-- begin GIVEN RECORDS --
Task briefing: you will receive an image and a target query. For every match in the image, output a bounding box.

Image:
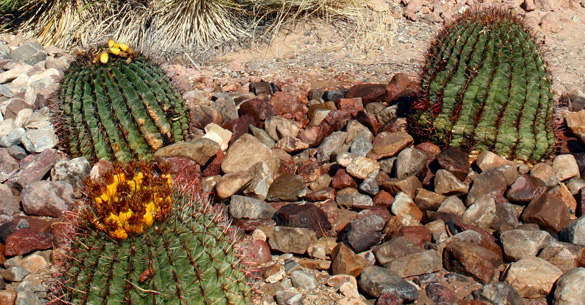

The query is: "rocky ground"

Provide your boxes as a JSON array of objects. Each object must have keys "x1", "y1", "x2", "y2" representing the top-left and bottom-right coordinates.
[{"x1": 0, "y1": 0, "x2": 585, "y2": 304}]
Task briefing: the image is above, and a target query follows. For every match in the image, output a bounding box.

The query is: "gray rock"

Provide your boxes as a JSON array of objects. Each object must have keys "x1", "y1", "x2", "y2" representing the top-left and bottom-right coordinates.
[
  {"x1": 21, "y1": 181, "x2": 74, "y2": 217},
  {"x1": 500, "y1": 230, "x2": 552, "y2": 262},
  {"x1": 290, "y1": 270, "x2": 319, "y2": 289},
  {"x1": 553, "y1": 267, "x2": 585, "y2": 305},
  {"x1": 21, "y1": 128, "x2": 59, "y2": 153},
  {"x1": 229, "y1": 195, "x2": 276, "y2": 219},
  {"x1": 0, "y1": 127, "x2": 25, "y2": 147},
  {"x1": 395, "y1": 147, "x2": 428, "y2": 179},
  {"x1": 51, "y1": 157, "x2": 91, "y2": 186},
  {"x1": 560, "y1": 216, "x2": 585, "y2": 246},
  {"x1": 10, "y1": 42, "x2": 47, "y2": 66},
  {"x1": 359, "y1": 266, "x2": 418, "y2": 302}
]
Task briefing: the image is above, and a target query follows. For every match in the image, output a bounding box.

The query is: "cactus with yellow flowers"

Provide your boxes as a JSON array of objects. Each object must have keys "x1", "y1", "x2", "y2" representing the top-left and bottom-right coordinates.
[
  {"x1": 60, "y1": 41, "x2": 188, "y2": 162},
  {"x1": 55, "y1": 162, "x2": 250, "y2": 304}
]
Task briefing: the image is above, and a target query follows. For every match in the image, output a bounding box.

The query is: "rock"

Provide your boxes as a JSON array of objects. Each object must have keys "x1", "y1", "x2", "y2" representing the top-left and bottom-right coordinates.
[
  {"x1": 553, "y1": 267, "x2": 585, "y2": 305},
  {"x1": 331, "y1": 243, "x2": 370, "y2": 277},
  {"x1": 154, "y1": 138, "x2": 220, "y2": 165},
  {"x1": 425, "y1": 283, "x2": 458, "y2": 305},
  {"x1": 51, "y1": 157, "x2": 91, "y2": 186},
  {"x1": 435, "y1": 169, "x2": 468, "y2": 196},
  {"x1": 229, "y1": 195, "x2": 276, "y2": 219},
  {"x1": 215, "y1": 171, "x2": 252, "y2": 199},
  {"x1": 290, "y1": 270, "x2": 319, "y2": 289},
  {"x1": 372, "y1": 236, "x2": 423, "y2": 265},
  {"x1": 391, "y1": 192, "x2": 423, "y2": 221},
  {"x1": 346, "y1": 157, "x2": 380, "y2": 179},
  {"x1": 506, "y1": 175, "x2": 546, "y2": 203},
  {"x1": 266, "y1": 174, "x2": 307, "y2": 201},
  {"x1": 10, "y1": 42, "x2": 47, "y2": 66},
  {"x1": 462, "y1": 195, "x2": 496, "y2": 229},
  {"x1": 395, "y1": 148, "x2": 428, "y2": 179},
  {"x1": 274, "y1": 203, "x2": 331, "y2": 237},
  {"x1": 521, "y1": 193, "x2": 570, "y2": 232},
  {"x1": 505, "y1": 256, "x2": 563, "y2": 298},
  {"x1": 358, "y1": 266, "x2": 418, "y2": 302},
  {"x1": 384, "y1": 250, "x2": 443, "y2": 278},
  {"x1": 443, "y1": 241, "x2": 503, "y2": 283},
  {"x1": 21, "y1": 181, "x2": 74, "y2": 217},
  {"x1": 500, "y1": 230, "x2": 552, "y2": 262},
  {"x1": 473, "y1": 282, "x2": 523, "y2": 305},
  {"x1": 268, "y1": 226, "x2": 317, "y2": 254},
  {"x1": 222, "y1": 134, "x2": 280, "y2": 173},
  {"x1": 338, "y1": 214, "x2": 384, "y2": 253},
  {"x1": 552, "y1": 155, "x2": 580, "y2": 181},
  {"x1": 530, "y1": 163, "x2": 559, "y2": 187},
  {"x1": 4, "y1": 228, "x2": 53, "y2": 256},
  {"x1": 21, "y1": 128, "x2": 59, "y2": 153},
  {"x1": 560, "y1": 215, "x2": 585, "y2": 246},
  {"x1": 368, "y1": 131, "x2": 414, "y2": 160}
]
-- end GIVEN RECORDS --
» **WORK INSTRUCTIONS**:
Extract every line of the records above that contains the string "with", and copy each one in full. Case counts.

» **REPLY TO THE TASK**:
The query is: "cactus with yellow flowers"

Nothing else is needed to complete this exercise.